• _What is being asked_: Copy each line of the listing below exactly.

• _Supplied entries_:
++++++

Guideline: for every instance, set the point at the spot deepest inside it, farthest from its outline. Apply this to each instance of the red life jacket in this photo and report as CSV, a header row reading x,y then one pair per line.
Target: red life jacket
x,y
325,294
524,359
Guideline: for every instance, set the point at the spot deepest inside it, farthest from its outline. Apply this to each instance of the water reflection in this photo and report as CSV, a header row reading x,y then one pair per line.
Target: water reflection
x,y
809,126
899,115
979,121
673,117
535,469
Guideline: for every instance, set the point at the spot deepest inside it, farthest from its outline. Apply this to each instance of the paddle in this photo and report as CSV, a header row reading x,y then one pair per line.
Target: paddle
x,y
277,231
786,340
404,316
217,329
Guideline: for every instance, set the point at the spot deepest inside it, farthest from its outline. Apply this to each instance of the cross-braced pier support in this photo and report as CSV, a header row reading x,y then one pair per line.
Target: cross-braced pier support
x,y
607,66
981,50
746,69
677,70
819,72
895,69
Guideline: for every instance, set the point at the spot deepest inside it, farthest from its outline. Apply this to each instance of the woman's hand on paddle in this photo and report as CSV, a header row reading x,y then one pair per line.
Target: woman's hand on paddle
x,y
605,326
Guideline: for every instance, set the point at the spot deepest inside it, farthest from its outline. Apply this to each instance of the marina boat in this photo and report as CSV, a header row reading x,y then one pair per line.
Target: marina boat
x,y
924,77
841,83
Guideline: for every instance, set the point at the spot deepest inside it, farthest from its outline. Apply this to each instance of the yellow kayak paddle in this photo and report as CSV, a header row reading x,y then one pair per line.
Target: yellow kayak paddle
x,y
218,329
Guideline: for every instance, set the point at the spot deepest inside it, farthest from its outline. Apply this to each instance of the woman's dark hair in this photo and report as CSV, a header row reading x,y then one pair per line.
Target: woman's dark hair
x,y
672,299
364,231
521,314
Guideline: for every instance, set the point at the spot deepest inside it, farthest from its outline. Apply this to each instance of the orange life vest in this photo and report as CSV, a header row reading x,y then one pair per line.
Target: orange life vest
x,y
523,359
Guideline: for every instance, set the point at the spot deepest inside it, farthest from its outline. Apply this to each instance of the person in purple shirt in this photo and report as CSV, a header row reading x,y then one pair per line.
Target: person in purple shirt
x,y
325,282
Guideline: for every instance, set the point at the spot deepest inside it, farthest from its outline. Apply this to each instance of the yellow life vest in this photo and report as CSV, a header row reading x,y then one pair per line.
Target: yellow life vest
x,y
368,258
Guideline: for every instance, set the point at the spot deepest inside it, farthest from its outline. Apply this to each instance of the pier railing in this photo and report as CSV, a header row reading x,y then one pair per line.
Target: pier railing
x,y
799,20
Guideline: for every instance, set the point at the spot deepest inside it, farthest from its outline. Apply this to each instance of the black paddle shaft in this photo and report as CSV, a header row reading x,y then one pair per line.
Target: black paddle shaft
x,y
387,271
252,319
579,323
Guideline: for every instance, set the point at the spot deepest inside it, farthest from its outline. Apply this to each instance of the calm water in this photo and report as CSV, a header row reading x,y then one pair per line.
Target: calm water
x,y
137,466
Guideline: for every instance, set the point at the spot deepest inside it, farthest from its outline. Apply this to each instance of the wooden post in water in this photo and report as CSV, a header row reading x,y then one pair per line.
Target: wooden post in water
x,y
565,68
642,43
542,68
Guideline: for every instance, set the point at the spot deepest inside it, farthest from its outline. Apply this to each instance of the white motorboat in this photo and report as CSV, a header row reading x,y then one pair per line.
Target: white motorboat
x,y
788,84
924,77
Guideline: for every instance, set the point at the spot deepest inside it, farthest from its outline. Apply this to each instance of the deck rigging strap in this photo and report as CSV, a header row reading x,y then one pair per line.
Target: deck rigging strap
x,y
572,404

++++++

• _Exercise output_:
Guideline: for every instance, set the point at the spot deepest inside it, farthest from its outline. Apply this to each instance of the red life jacket in this photo and report as CSV, a header row reading x,y then one pair per line.
Target: red life jacket
x,y
325,294
524,359
Guideline: for every instance, set the point at the spot deepest inside it, farthest from its outline. Apply this to each instance of the water reflection in this photo and report as CSV, a header row reading x,y then one pair per line.
Target: water reflection
x,y
809,126
899,115
979,121
673,117
535,469
Guideline: for every instance, set the point at the spot deepest inside it, farthest from its outline. Apply this to each instance of the paddle in this photo and report as CSV, a header row reading x,y then one pair per line.
Target: paddle
x,y
277,231
786,340
404,316
217,329
Guideline: for every instance, set the point at the spot deepest inside it, farthest from its outline. Apply this to each instance of the cross-braced pier support in this photo and report as CSV, a header row reading x,y then one pair per line.
Target: cross-braced pier support
x,y
607,66
981,50
746,69
677,70
819,72
895,69
Guideline: for every instance, set the point at the spot deepest inside it, farthest from its outline. Apply this to each instance of the woman's hand on paddle in this photo and report as CSV, a header row reading x,y then one pair per line.
Target: woman's hand on paddle
x,y
605,326
Guideline: for every instance, set the point at the spot deepest inside it, farthest from its outline. Apply this to each instance of the marina boat in this photo and report as CSV, a header row reading x,y then one pair per line.
Target: marina boat
x,y
924,77
841,83
Guideline: for every instance, set the point at the spot deepest inside it, farthest from its outline. Apply this to each instance of the yellow kayak paddle in this photo and report as CSV, a header row reading x,y then one pair per line.
Target: yellow kayak paddle
x,y
218,329
Guideline: for every instance, set the point at the spot deepest inside it, farthest from its outline. Apply this to each instance of the woman's dark hair in this photo and report as CSV, a header row reading x,y then one pair per line.
Target: woman's dark hair
x,y
672,299
364,231
521,314
Guideline: for every instance, set the point at the spot deepest inside it, farthest from its outline. Apply this to each instance of the orange life vest in this photo and report as CSV, a header row reading x,y then one pair per line.
Target: orange life vest
x,y
523,359
Guideline: for every instance, set the point at the spot deepest inside it, farthest from its outline. Apply this to each instance of the person in purple shirt in this photo and report as CSV, a header row reading x,y then one pair per line.
Target: person in purple shirt
x,y
325,282
Guideline: for every instance, set the point at the spot deepest inside it, farthest from its outline. Apply this to each instance of the yellow life vest in this photo and report as CSV, a header row reading x,y then one pair per line.
Target: yellow life vest
x,y
368,258
Guideline: for every instance, set the point at the spot deepest inside it, farthest from its outline. Apply this to each instance of the pier railing in this photo and report as CSV, a header row reading x,y then one pair per line.
Target: pier railing
x,y
799,20
Guideline: for every instance, set the point at the spot deepest inside it, farthest from its outline. Apply this to each instance of the black paddle shaft in this photo and report as CSV, a header row reading x,y then one pair per line.
Target: black paddle shaft
x,y
387,271
252,319
579,323
Guideline: for every instance, set the point at the spot deepest inside it, farthest from its outline. Apply this to each instance of the calm water in this photo and report as CSV, a header row reading x,y then one pair per line.
Target: calm water
x,y
137,466
Guideline: for every instance, set the point at the spot deepest inside it, farthest from its outline. Apply this to each instance of the wooden post in water in this photo and report as CSV, a header row reading x,y then one pair per line.
Target: wooden post in water
x,y
565,68
642,43
542,68
Guideline: for every instance, set the point at the spot deepest inside it, farthest from its outline. Apply this to each instance of the white motorboat in this photo and report as CSV, a header row reading x,y then one pair per line.
Target: white motorboat
x,y
788,84
924,77
Guideline: for every instance, set the point at the spot deepest inside it, farthest from its outline. Apply this to each instance of the deck rigging strap in this photo and report as CSV, a header row reading x,y then one pair per line.
Target: deck rigging strap
x,y
572,404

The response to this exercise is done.